TASKS TO PERFORM:
1) In the article on Aurora Cannabis buying MedReleaf, write out the stretch from "On Monday (May" through "in the world." again, replacing "merger" with "acquisition".
2) Carry on the article about Aurora Cannabis's purchase of MedReleaf from where it stops.

*** Opening EXTRACT PROVIDED ***

Terry Booth, chief executive officer of Aurora Cannabis Inc., left, shakes hands with Neil Closner, chief executive officer of MedReleaf Corp., during a news conference at the Toronto Stock Exchange (TSX) in Toronto, Ontario, Canada, on Monday, May 14, 2018. Aurora Cannabis Inc. agreed to buy rival MedReleaf Corp. for about $2.9 billion in stock, the companies said Monday in a statement. The deal will create a producer with the capacity to grow 570,000 kilos (1.26 million pounds) a year of cannabis at nine facilities in Canada and two in Denmark. (Photo by Cole Burston/Bloomberg/Getty Images)
They’re in ten countries and growing fast.
On Monday (May 14), Aurora Cannabis, a licensed medical marijuana grower in Canada, announced the largest merger the cannabis industry has seen so far. Aurora purchased another Canadian grower, MedReleaf, for $2.2 billion USD in stock, according to Bloomberg, making it the largest producer of cannabis in the world.
The company is now set to grow over a million pounds of cannabis annually across nine Canadian facilities as well as two European grow-ops it recently launched in Denmark.
The move is part of a pattern of consolidation in the Canadian cannabis industry as larger companies absorb smaller competitors ahead of nationwide legalization, expected to take effect in September.
In the past year, Aurora has acquired at least eight of its competitors including one of Canada’s oldest producers, CanniMed Therapeutics Inc.

*** Closing EXTRACT PROVIDED ***
*** Opening DATA PROVIDED ***

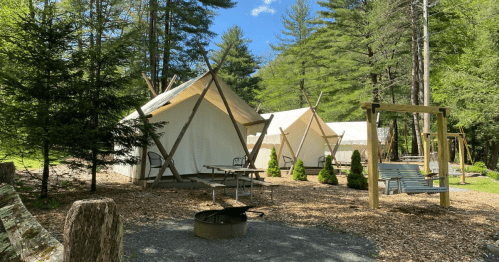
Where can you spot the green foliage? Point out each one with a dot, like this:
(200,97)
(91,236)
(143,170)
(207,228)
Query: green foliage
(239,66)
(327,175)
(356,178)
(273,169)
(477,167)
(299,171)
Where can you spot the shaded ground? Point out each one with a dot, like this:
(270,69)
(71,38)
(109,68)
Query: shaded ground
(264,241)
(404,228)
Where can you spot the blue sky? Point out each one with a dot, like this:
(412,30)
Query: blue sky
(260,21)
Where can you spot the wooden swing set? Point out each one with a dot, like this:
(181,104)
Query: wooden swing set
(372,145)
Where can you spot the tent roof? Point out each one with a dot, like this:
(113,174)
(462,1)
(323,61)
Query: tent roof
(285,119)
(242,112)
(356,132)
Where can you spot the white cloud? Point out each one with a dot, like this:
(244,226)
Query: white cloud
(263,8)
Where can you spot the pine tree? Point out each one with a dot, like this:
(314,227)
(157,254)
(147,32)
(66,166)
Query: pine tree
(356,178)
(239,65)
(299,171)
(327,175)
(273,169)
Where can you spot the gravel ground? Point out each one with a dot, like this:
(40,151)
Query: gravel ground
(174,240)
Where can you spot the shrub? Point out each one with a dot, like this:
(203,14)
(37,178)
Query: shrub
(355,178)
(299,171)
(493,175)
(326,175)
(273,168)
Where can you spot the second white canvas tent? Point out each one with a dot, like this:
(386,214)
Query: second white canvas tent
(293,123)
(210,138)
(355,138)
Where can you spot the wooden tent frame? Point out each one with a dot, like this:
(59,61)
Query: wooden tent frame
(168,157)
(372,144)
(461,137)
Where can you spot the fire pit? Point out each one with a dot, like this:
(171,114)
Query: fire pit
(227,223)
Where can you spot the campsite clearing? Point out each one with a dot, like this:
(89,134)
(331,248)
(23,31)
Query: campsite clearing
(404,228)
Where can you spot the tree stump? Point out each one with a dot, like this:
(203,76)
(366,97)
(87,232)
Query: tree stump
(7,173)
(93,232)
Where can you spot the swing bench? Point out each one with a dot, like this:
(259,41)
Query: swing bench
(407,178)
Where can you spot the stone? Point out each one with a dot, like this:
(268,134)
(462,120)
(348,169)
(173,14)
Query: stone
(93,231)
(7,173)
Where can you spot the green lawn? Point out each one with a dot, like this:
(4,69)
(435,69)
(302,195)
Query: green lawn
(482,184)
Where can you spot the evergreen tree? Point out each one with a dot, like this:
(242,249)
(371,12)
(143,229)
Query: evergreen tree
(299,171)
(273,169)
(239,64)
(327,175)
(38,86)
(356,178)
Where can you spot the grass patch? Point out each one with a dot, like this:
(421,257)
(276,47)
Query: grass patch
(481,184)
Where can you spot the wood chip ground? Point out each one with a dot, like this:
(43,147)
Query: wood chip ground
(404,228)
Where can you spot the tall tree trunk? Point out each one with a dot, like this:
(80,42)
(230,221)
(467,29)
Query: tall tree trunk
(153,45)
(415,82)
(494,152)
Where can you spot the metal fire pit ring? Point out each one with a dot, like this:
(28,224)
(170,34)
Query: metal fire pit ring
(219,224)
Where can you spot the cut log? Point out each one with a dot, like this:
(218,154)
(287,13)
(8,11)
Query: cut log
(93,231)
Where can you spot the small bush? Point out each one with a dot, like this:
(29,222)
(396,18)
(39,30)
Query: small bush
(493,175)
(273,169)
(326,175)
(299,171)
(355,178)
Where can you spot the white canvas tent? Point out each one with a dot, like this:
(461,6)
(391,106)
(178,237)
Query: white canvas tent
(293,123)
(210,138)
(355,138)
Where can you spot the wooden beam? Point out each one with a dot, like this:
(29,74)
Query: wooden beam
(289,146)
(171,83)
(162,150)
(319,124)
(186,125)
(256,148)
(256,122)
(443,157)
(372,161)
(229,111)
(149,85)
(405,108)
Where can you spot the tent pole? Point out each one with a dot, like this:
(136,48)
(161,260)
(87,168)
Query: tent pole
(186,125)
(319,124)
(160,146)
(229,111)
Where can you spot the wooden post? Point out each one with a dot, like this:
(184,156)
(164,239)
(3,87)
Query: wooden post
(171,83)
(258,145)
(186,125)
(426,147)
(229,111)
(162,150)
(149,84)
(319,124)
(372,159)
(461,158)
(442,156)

*** Closing DATA PROVIDED ***

RESULTS:
1)
On Monday (May 14), Aurora Cannabis, a licensed medical marijuana grower in Canada, announced the largest acquisition the cannabis industry has seen so far. Aurora purchased another Canadian grower, MedReleaf, for $2.2 billion USD in stock, according to Bloomberg, making it the largest producer of cannabis in the world.

2)
“We’re not done,” Chief Executive Officer Terry Booth told reporters. “Over the next couple weeks, you’ll see some more activity from Aurora.”
As the country prepares for legalization, the merger has set the company up to be Canada’s primary supplier of legal cannabis, with deals already established to supply retail outlets in multiple provinces as well as pharmacies like Shoppers Drug Mart.
In the past year, Aurora has also been exporting its product and brand across the world, reaching agreements in countries like Germany and Australia and priming itself to become an international supplier.
“[T]here’s no time to be lost, we want to establish our presence globally, and become the local domestic supplier,” Cam Battley, Chief Corporate Officer of Aurora Cannabis told Yahoo Finance.
Battley credited Canada’s progressive cannabis policies for giving companies like Aurora a leg-up over their American counterparts which are still struggling with a federal ban on their product.